(SOURCE EXTRACT)
================================

According to literature review, it is seen that the hybrid method with deep learning algorithms is in the fore and outperforms the single method and classical machine learning algorithms.

The main contributions of this study are as follows:

  • A simple and applicable forecasting model based on DWT-BILSTM algorithm has been proposed.

  • The effects of meteorological parameters in prediction accuracy have been investigated.

  • The performance of different deep learning algorithms containing RNN, LSTM, and BILSTM has been compared.

  • A second test has been performed to demonstrate the applicability of one the proposed models.

The methodologies of proposed models are explained theoretically in Sect. 2, and experimental results and discussions are given in Sect. 3. Then, the conclusions are given in Sect. 4.

2 Methodology

In this section, the main techniques used in the proposed models are introduced briefly.

2.1 Determination of weather type

Weather type information is quite essential for the day-ahead solar radiation/power forecasting. In practice, this knowledge is obtained with high accuracy. In order to determine the weather type, firstly, the clearness index (K) should be calculated. Two methods are used in the literature to determine the clearness index for forecasting applications. The first one is the ratio of the solar radiation diffuse on the horizontal axis to the global solar radiation [16]. The second one, which has been used in this study because the solar radiation dataset has only global solar irradiation, is the ratio of global solar radiation to extraterrestrial solar radiation as in (1) [19].

$$ K = {\text{GHI}}_{m} /{\text{GHI}}_{{{\text{ext}}}} $$
(1)

To calculate extraterrestrial global horizontal solar irradiation (GHIext), the following equations have been used, where Isc is the solar constant and considered as 1367 W/m2. N is the day number of days from January 1; ∅ is 41° latitude for Trabzon; and δ is the declination angle.

$$ {\text{GHI}}_{{{\text{ext}}}} = \frac{{24I_{o} }}{\pi }[\cos (\phi )\cos (\delta )\sin (w_{{{\text{sr}}}} ) + w_{{{\text{sr}}}} \sin (\phi )\sin (\delta )] $$
(2)
$$ w_{{{\text{sr}}}} = \cos^{ - 1} ( - \tan (\phi )\tan (\delta )) $$
(3)
$$ I_{{\text{o}}} = I_{{{\text{sc}}}} \left[ {1 + 0.33\cos \left( {\frac{360N}{{365}}} \right)} \right] $$
(4)
$$ \delta = 23.45\sin \left[ {\frac{284 + N}{{365}}} \right] $$
(5)

The weather type is determined by the clearness index K as follows: sunny day (K > 0.45), cloudy (0.25 < K < 0.45), and rainy day (K < 0.25).

2.2 Discrete wavelet transform (DWT)

================================

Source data
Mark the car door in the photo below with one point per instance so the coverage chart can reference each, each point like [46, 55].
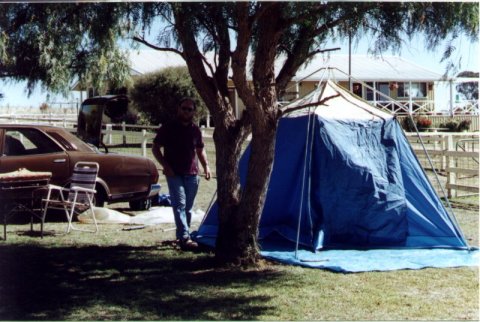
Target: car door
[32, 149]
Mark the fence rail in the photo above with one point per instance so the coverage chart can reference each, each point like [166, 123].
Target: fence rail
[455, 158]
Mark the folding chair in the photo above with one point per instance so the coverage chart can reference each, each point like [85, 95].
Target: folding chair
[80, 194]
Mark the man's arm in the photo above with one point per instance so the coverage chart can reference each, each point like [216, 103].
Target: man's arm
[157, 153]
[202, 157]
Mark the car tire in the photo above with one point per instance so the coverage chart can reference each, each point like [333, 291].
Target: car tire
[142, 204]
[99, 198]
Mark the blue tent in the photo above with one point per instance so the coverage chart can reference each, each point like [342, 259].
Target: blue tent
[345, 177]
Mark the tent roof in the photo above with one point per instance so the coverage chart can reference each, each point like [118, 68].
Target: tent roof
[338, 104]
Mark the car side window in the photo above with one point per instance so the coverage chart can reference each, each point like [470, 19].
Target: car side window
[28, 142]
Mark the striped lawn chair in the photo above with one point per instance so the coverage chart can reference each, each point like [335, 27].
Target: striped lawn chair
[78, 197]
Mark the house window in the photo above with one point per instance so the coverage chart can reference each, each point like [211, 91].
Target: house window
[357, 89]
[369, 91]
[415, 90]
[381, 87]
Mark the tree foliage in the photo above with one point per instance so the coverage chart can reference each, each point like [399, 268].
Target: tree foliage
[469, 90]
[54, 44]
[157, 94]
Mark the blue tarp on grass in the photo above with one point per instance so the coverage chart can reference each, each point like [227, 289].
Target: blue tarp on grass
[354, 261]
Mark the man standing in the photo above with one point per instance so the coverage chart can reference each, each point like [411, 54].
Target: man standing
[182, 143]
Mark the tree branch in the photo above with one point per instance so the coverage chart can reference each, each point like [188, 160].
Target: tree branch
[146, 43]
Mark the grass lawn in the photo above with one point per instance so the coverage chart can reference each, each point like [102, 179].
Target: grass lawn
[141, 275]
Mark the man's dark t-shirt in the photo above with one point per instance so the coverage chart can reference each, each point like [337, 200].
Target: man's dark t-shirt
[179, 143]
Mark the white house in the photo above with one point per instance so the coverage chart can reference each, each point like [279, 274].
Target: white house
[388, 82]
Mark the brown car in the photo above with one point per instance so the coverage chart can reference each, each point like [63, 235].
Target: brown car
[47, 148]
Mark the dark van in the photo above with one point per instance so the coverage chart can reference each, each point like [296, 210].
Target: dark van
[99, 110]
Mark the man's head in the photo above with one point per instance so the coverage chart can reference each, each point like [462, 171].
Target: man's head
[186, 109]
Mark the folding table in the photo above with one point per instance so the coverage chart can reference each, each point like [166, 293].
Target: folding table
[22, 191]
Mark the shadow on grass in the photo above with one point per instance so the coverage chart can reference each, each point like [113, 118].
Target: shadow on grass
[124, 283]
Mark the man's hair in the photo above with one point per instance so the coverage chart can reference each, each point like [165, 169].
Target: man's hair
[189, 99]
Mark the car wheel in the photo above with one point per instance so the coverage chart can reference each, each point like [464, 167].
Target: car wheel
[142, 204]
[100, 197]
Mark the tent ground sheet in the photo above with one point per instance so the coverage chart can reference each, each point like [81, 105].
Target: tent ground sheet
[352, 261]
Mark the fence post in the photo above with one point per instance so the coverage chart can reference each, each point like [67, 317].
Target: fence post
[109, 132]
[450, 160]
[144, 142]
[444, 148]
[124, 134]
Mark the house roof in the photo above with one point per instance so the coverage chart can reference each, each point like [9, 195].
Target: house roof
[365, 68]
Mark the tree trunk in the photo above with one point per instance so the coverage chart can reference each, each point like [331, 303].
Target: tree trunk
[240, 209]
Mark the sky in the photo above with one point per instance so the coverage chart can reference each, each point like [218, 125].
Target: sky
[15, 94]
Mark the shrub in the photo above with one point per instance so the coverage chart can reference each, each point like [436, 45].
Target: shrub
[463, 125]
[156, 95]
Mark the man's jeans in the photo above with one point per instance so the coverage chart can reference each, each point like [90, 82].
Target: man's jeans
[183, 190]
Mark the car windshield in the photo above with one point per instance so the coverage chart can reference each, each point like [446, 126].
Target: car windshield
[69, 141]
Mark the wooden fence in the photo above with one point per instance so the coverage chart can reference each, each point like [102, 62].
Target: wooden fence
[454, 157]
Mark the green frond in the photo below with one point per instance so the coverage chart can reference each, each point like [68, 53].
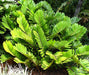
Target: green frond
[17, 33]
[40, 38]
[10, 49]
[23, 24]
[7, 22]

================================

(SET OF TASKS)
1 - According to the solar forecasting text, what value is assumed for the solar constant Isc?
2 - Repeat the stretch of the solar forecasting text from "The main contributions" through "have been investigated.", substituting "examined" for "investigated".
This data comes from a separate source.

(SOLUTIONS BY TASK)
1 - 1367 W/m2

2 -
The main contributions of this study are as follows:

  • A simple and applicable forecasting model based on DWT-BILSTM algorithm has been proposed.

  • The effects of meteorological parameters in prediction accuracy have been examined.